#### Task material ####

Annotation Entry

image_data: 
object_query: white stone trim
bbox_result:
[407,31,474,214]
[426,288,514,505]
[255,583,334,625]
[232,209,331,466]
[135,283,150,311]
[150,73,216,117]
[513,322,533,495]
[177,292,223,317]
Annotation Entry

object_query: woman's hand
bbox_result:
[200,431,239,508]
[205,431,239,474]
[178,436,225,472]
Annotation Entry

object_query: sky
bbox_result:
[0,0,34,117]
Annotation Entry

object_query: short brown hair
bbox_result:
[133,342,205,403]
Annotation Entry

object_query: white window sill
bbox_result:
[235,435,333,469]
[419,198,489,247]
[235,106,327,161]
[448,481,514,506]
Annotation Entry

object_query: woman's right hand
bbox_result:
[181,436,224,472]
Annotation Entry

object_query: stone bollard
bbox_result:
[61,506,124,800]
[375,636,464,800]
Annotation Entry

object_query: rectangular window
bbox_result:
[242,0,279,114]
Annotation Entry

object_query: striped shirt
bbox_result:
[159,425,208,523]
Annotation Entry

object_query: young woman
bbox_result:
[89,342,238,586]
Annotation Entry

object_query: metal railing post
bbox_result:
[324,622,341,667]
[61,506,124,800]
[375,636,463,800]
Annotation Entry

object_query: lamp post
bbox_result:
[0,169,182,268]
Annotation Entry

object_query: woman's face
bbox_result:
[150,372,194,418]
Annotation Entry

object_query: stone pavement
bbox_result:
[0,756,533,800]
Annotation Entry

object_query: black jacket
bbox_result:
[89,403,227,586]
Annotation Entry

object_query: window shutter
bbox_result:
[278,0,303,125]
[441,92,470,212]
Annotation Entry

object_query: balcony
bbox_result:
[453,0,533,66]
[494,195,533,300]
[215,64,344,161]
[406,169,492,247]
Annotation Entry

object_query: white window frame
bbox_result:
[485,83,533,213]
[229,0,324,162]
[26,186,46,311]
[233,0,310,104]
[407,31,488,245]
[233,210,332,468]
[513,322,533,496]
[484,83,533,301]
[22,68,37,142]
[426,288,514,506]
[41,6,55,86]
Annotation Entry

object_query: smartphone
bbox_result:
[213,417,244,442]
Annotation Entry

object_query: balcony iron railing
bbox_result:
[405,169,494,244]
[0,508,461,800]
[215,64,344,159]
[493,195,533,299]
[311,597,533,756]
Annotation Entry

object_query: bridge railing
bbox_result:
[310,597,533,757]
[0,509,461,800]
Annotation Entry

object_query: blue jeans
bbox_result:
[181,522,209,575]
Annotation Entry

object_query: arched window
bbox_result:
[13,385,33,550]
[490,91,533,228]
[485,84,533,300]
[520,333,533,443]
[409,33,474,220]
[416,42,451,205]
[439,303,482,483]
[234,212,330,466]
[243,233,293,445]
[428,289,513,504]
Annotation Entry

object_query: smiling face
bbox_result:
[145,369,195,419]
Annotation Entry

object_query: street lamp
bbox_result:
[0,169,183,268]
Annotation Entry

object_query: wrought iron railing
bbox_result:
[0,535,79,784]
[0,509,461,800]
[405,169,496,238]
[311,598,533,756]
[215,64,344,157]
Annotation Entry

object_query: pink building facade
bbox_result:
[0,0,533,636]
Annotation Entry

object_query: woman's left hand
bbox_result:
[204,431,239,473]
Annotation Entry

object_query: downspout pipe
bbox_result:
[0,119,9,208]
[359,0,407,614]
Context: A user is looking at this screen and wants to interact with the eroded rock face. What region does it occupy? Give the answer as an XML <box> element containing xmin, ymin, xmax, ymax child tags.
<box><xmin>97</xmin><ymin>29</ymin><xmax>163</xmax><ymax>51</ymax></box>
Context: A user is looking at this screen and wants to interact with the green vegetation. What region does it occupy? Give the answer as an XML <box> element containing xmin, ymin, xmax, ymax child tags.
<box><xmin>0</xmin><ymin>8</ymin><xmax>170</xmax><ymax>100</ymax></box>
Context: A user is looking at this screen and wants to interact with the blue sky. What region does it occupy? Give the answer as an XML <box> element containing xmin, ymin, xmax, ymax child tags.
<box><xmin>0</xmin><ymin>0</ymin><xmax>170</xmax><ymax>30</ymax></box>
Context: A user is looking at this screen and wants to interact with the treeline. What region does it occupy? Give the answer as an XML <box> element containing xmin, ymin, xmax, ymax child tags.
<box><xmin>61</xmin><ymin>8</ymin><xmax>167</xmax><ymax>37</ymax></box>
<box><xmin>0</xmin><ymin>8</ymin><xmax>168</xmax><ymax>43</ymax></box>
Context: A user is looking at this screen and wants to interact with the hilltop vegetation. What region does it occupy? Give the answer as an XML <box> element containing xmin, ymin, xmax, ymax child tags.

####

Directions for this task
List every line in the records above that contains the string "xmax".

The output
Context: A user is looking at this screen and wants to interact with the eroded rock face. What region does it occupy? Give the answer as an XML <box> element containing xmin, ymin, xmax, ymax child tags.
<box><xmin>97</xmin><ymin>29</ymin><xmax>163</xmax><ymax>51</ymax></box>
Context: A user is looking at this screen and wants to interact with the green vegetation. What region does it occupy? Give the answer as an XML <box> element containing xmin, ymin, xmax, ymax child tags.
<box><xmin>0</xmin><ymin>8</ymin><xmax>170</xmax><ymax>100</ymax></box>
Context: A user is looking at this screen and wants to interact with the blue sky. What region does it occupy? Give the answer as an XML <box> element containing xmin, ymin, xmax, ymax child tags.
<box><xmin>0</xmin><ymin>0</ymin><xmax>170</xmax><ymax>30</ymax></box>
Context: A user is looking at this screen and wants to interact with the treeline. What region does it occupy? Give the answer as an XML <box> element containing xmin, ymin, xmax, ymax child tags.
<box><xmin>61</xmin><ymin>8</ymin><xmax>167</xmax><ymax>37</ymax></box>
<box><xmin>0</xmin><ymin>8</ymin><xmax>168</xmax><ymax>43</ymax></box>
Context: A user is looking at this screen and wants to interact with the hilltop vegetation. What region does it occupy? Give the answer as an XML <box> element containing xmin, ymin, xmax, ymax child tags.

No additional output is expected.